▶ _TRY IT_
Return all of the data exactly, omitting any images.

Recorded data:
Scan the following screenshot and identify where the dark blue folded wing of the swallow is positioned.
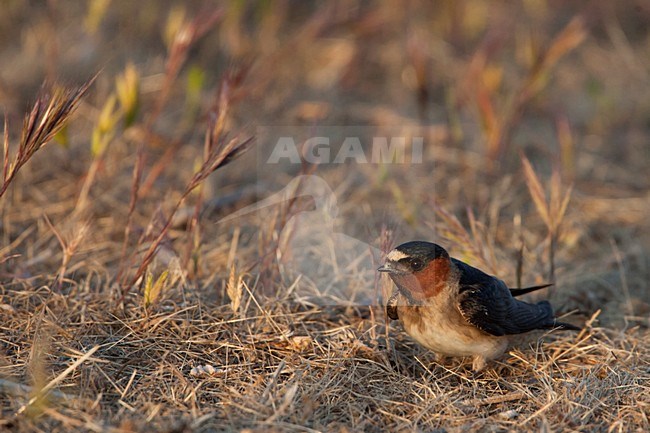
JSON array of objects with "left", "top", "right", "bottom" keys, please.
[{"left": 452, "top": 259, "right": 555, "bottom": 336}]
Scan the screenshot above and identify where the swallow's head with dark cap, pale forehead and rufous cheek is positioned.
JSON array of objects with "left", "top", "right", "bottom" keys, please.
[{"left": 377, "top": 241, "right": 451, "bottom": 304}]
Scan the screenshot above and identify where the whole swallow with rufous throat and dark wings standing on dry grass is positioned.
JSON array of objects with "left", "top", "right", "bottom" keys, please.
[{"left": 378, "top": 241, "right": 580, "bottom": 371}]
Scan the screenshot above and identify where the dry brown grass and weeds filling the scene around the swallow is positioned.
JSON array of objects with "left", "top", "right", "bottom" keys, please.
[{"left": 0, "top": 0, "right": 650, "bottom": 433}]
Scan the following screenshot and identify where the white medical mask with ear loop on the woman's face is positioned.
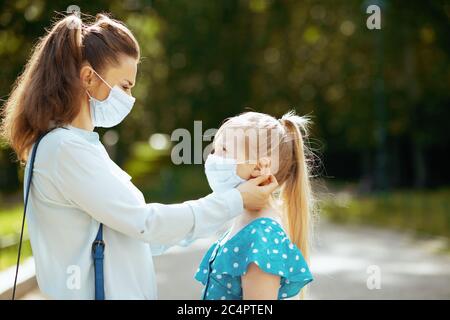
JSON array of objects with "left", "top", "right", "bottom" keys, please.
[{"left": 86, "top": 69, "right": 136, "bottom": 128}]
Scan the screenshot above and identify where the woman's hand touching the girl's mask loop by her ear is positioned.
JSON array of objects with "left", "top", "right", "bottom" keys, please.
[{"left": 237, "top": 175, "right": 278, "bottom": 211}]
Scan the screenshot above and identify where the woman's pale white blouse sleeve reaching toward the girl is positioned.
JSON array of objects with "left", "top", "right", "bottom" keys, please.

▶ _SOLUTION TO THIS EXERCISE_
Scan the following screenshot and identify where the dark blue folded wing of the swallow is positioned.
JSON array of objects with "left", "top", "right", "bottom" keys, please.
[{"left": 452, "top": 259, "right": 555, "bottom": 336}]
Scan the screenshot above and identify where the swallow's head with dark cap, pale forehead and rufous cheek is positioned.
JSON array of objects with "left", "top", "right", "bottom" keys, please.
[{"left": 377, "top": 241, "right": 451, "bottom": 304}]
Scan the screenshot above and identify where the whole swallow with rufous throat and dark wings standing on dry grass is positioned.
JSON array of objects with "left", "top", "right", "bottom" keys, please.
[{"left": 378, "top": 241, "right": 580, "bottom": 371}]
Scan the screenshot above and identify where the dry brown grass and weeds filling the scene around the swallow is positioned.
JSON array of objects with "left", "top", "right", "bottom" keys, please.
[{"left": 0, "top": 0, "right": 650, "bottom": 433}]
Scan the following screenshot and identify where the white medical mask with ear loop on the woman's face is positioned.
JSON array of objects with "left", "top", "right", "bottom" keys, please.
[{"left": 86, "top": 69, "right": 136, "bottom": 128}]
Scan the screenshot above and identify where the woman's hand touching the girl's mask loop by her ear is positioned.
JSON array of objects with "left", "top", "right", "bottom" keys, please.
[{"left": 237, "top": 175, "right": 278, "bottom": 211}]
Scan the screenshot above and identify where the woman's pale white blouse sleeve reaching toward the girl is positioned.
JSON array of objects with "left", "top", "right", "bottom" keys, please.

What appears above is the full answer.